SOURCE =>
#####

Junyoung Verónica Kim is an Assistant Professor of Visual Culture and Media, and Latin American Culture and Literature, in the Department of Hispanic Languages & Literatures at the University of Pittsburgh. Before coming to Pitt, she taught at the University of Iowa and the State University of New York (SUNY), Stony Brook. She has served on the Executive Board of the Cultural Studies Association (CSA). She is currently an Executive Committee Member of the Asia and the Americas Section of the Latin American Studies Association (LASA).

Her current book project Asia/Latin America: The Politics of Area Studies, explores the cultural and migratory flows between Latin America and Asia by looking at cinema, literature, and Asian immigration history in Latin America. This study reveals that the cultural, historical, sociopolitical, economic, and epistemological relations between Latin America and Asia – which have often been neglected – are an inherent aspect of Latin American history, society, and culture and provide a crucial and critical perspective on discussions of re-imagining Latin America today. By focusing on an inter/cross-disciplinary study of the diverse relations between Latin America and Asia, this project highlights the need to reformulate the area studies approach, which has become the dominant model of knowledge production in the study of both Latin America and Asia. It contends that the area studies framework, along with the historical, sociopolitical, and economic context of the Cold War, imperialism, and late capitalism in which it was developed, has in part produced the obscuring and silencing of Asian and Latin American relations, as well as the experiences and bodies of those who incorporate these marginalized and disavowed relations. This, in turn, directly relates to the racialization, expulsion, marginalization, persecution, and even commodification of Latin Americans of Asian descent. Thus, by drawing connections between geopolitics (e.g., Cold War, imperialism, globalization), epistemology (e.g., area studies, ethnic studies), and biopolitics (e.g., race, ethnicity, gender), Asia/Latin America contributes to the current discussions on empire and the international division of labor, the Global South project, differential racializations, neoliberal technology of multicultural governance, and the politics of knowledge/lack of knowledge.

#####

WHAT NEEDS TO BE DONE =>
Please transcribe the part of the faculty bio starting with "Junyoung Verónica Kim" and going on through "Studies Association (LASA).", word for word.

RECORDS PROVIDED =>
#####

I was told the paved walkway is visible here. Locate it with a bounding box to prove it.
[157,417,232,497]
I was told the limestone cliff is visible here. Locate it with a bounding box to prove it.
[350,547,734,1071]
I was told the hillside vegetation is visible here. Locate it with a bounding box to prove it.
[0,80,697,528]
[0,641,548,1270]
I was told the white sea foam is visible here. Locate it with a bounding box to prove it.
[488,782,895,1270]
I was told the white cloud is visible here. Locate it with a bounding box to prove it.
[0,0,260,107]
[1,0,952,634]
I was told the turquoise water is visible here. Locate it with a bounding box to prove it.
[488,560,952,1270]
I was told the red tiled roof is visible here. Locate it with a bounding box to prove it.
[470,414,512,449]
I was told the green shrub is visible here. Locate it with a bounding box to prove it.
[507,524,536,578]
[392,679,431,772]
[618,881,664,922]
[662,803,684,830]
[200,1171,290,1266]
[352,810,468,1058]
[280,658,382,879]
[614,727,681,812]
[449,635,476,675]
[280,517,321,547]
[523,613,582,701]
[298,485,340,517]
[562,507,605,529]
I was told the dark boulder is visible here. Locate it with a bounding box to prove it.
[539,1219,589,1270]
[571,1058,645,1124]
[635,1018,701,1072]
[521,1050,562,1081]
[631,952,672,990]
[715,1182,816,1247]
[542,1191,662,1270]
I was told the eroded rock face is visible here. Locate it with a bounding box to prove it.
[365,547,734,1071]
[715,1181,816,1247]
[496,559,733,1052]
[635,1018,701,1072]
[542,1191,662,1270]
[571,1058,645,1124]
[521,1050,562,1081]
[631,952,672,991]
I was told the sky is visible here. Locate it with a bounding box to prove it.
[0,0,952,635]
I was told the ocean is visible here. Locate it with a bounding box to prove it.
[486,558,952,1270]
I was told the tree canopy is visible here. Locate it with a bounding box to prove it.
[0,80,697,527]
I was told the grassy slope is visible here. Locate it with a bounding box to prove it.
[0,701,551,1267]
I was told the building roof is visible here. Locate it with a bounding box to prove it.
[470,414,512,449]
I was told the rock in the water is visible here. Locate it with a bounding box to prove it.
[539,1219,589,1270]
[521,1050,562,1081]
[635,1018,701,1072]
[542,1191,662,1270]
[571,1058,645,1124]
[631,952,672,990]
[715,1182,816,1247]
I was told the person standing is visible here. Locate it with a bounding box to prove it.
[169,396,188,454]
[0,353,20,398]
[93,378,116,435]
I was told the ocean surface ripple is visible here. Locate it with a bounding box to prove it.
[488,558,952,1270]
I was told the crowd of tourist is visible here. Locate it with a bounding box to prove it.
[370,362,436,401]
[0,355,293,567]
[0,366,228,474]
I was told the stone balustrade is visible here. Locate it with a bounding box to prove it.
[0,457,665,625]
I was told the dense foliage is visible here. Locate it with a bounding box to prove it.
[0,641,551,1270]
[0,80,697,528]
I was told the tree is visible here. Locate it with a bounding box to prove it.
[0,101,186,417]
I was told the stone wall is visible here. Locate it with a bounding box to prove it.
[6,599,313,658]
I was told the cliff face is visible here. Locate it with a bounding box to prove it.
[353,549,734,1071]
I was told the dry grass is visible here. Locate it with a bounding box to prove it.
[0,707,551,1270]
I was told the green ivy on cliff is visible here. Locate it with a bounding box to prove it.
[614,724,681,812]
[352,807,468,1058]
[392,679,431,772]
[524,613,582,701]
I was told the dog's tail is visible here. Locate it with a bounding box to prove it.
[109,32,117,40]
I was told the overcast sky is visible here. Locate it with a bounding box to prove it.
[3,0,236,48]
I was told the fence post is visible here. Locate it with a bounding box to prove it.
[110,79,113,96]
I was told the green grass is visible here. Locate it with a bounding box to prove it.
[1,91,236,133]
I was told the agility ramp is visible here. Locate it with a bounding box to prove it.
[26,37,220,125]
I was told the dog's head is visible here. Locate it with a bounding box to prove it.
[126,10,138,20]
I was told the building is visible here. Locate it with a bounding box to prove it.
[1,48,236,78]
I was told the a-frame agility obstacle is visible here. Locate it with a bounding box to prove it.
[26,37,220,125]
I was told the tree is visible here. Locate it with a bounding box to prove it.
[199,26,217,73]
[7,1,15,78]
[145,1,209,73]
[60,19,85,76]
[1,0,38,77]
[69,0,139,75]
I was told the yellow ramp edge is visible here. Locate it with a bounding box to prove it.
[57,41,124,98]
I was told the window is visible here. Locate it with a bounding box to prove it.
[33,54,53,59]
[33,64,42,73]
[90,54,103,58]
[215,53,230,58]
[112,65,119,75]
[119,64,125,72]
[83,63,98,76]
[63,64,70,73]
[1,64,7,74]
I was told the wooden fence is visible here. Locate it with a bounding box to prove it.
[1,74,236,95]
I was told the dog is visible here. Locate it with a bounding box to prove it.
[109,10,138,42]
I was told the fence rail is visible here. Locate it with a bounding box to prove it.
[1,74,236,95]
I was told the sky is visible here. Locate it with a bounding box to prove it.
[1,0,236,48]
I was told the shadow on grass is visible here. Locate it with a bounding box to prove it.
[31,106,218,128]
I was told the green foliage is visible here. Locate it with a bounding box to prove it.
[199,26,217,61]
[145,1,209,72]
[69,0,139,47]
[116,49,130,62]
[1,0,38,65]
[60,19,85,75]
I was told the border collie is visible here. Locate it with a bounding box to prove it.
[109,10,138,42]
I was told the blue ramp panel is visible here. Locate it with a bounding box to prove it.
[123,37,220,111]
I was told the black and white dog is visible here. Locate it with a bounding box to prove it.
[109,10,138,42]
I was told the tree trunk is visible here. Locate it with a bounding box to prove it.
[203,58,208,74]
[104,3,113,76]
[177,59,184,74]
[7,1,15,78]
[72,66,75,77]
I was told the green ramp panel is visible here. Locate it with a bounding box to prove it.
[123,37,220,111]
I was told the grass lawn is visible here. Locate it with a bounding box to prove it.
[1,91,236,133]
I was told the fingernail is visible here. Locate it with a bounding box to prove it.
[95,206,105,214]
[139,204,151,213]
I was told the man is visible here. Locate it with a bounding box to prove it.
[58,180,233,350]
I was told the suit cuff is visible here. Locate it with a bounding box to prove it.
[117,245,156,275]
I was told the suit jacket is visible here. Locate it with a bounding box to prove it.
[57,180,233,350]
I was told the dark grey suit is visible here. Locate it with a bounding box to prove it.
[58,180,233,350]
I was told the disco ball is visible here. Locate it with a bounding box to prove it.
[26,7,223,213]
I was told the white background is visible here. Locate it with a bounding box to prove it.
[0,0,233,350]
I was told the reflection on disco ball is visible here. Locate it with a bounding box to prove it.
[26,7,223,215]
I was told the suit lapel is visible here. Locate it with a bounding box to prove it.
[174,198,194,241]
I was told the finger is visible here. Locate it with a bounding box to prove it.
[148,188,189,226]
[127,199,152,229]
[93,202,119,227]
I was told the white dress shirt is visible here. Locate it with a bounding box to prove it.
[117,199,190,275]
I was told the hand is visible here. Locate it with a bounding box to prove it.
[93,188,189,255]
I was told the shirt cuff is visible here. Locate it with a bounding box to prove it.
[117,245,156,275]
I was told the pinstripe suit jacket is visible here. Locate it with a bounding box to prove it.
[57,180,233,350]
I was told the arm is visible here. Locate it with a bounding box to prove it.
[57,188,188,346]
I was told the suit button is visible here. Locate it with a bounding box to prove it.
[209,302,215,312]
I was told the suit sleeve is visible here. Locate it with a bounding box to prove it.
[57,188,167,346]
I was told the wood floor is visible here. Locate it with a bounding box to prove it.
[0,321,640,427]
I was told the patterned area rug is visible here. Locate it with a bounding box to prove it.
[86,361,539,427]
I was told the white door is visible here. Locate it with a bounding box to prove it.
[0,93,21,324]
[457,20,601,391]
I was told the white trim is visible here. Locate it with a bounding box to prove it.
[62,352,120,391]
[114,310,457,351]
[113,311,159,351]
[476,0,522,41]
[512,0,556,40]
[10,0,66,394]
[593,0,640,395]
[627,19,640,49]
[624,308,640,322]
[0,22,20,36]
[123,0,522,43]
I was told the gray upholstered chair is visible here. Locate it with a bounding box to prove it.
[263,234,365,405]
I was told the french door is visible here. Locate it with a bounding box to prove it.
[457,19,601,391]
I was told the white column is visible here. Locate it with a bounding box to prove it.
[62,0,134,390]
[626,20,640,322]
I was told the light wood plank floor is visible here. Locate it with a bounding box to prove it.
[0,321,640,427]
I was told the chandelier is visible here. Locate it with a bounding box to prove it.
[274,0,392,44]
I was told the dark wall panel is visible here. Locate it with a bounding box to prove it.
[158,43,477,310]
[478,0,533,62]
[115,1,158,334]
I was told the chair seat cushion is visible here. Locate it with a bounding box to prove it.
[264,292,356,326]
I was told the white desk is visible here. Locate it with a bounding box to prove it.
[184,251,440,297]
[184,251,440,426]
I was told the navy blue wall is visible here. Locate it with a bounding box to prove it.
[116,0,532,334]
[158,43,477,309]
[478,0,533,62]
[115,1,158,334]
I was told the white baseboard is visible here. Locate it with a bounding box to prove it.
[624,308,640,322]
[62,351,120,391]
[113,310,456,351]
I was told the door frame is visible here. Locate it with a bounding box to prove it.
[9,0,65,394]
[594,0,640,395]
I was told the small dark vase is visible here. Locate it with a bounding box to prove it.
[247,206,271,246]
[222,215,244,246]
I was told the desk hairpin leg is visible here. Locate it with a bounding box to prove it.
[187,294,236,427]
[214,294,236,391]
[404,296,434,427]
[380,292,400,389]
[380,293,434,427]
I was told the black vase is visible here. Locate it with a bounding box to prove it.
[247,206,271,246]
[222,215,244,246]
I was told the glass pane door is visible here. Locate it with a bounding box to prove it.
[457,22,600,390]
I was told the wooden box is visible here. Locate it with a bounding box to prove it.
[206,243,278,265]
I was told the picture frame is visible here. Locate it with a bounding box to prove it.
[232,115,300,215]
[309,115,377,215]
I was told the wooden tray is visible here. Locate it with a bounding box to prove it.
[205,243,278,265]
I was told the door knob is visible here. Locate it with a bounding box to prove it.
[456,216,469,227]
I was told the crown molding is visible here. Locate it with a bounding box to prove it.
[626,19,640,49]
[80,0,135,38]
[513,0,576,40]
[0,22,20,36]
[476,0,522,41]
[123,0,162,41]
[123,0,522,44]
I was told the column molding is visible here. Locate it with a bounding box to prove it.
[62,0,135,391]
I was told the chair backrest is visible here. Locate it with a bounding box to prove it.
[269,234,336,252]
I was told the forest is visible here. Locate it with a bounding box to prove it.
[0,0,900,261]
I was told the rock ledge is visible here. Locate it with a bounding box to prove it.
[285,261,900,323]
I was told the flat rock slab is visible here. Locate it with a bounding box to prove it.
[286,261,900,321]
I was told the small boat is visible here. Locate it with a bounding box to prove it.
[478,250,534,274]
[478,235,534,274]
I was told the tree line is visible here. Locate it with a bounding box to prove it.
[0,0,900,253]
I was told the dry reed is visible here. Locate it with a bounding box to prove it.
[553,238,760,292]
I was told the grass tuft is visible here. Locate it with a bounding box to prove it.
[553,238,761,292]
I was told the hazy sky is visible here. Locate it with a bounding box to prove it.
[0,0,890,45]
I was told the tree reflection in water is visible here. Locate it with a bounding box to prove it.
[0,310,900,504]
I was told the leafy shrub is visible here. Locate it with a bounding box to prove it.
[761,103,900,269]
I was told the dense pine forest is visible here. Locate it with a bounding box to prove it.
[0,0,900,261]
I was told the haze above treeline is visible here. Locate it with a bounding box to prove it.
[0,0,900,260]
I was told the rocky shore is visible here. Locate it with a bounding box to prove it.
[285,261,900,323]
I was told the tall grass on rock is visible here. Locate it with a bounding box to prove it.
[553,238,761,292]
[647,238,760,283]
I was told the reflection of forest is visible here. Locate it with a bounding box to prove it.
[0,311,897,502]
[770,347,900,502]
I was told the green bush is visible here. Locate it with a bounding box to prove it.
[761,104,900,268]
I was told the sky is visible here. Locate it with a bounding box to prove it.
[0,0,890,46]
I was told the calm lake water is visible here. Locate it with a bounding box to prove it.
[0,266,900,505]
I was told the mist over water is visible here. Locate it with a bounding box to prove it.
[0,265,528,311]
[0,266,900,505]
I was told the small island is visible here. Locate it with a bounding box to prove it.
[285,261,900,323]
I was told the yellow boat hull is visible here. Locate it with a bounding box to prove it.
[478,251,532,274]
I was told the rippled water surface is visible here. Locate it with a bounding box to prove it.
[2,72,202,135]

#####

ANSWER TO THIS TASK =>
Junyoung Verónica Kim is an Assistant Professor of Visual Culture and Media, and Latin American Culture and Literature, in the Department of Hispanic Languages & Literatures at the University of Pittsburgh. Before coming to Pitt, she taught at the University of Iowa and the State University of New York (SUNY), Stony Brook. She has served on the Executive Board of the Cultural Studies Association (CSA). She is currently an Executive Committee Member of the Asia and the Americas Section of the Latin American Studies Association (LASA).